**EXTRACTED TEXT**
= = =

I feel like this little bird.
Small, insignificant and alone.
This week has been very hard for me.
It is one of the roughest moments in my life to date.
I thought very long and hard about sharing my situation
with anyone outside of my immediate family and my dearest friend.
I have prayed even harder.
For the last month, I have not felt so hot.
I have this low grade constant fever with no other symptoms
except bone pain in my right thigh...deep bone pain.
I saw a doctor who told me I had the flu?
Not likely......I don't have a single symptom of the flu.
I was seen in the Emergency room because my pain was excruciating
and I felt like "what the owl left on the limb."
I was told I was severely dehydrated.
Not possible.....I eat and drink okay
(my appetite sucks lately...but not that bad.)
I returned to Houston to see my doctor.
She did an xray.
I have a lesion on my femur.
We do more tests...
It's a tumor of some sort...cancer most certain.
I don't know what type of cancer it is or if it's even the primary tumor.
(I was diagnosed with ovarian cancer in 2005....been okay since....now.)
I shared my situation with Adrienne of The Flying Bee yesterday
when we were shopping together.
She encouraged me to share my story with ya'll.
Because Adrienne says that I'm in need of prayer
and that there are so many people who would want to lift me up in prayer.
I have many reservations about sharing my ordeal.
I'm not big on people doting on me.
I'm very open about my life in regards to alot of things except things that are dead serious.
Then, I'm like an old dog..I want to go under the house and be left alone.
The Divine Mr. M is trying to be a trooper.
He feels that it's not fair..maybe it's not but it is what it is.
There have been many tears shed this week and lots of kisses on the forehead.

= = =

**DATA RECORDS**

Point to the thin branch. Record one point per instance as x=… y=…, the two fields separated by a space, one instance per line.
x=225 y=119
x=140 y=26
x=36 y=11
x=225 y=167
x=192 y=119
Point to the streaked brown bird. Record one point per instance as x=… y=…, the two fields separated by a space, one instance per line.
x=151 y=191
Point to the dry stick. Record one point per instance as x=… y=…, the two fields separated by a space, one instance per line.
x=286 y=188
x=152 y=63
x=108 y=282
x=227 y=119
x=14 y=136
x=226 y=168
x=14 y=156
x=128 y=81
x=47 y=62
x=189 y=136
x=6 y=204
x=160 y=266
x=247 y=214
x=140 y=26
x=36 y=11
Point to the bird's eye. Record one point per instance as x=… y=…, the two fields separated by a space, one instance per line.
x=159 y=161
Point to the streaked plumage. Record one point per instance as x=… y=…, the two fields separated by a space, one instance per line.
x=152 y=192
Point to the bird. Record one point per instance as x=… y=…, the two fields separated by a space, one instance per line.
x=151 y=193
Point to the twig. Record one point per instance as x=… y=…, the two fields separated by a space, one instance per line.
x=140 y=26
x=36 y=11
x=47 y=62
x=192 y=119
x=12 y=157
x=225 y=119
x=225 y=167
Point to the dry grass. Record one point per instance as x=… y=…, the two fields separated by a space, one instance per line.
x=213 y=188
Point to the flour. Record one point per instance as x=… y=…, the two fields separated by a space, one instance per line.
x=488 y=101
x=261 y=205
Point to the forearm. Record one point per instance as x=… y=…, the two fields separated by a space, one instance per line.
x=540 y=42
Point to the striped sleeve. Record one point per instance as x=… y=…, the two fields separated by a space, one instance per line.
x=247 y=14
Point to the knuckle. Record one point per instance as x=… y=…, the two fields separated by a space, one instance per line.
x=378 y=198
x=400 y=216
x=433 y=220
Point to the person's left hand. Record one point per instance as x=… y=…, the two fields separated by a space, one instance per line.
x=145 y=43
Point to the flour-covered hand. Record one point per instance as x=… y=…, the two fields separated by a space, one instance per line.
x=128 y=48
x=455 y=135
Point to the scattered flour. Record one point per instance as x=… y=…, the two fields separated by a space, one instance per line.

= = =

**EXERCISE A**
In the post about the bone lesion, in what year was the writer diagnosed with ovarian cancer?
**EXERCISE B**
In the post about the bone lesion, rewrite the part starting at "It's a tumor" and ending at "are dead serious.", swapping "tumor" for "growth".
**EXERCISE C**
Extend the post about the bone lesion with a few more lines in the same voice, following on from its final line.

**WRITTEN REPLY A**
2005

**WRITTEN REPLY B**
It's a growth of some sort...cancer most certain.
I don't know what type of cancer it is or if it's even the primary growth.
(I was diagnosed with ovarian cancer in 2005....been okay since....now.)
I shared my situation with Adrienne of The Flying Bee yesterday
when we were shopping together.
She encouraged me to share my story with ya'll.
Because Adrienne says that I'm in need of prayer
and that there are so many people who would want to lift me up in prayer.
I have many reservations about sharing my ordeal.
I'm not big on people doting on me.
I'm very open about my life in regards to alot of things except things that are dead serious.

**WRITTEN REPLY C**
My family has rallied around me and have offered so much love that I am grateful
but I still feel like that bird.
No one truly knows my pain...or my fears that I have.
There has been talk of amputation....
(which has been followed by jokes of making my prosthesis into a table lamp...
like on A Christmas Story.)
These are the friends and family that I have...gotta love them...it did make me laugh though!
As a nurse who used to be on an oncology floor, I know all of the possible outcomes.
90% of those terrify me.
I am not writing this for anyone to feel sorry for me....please don't because I don't feel sorry for me.
I just had to share what's been weighing my heart down.
I hope to continue to keep sharing my ideas and inspirations with all of you
as ya'll keep me sane and have given my life a change for the better.
I don't know what the Lord has in store for me...no one does.
It was once said that each burden is a blessing.....I sure hope that's true.
I'm just going to be like that little bird.
I'm gonna hold on and face the storm.
I hope that ya'll will understand
and if anyone wants to volunteer
to hold up my branch for me...thank you.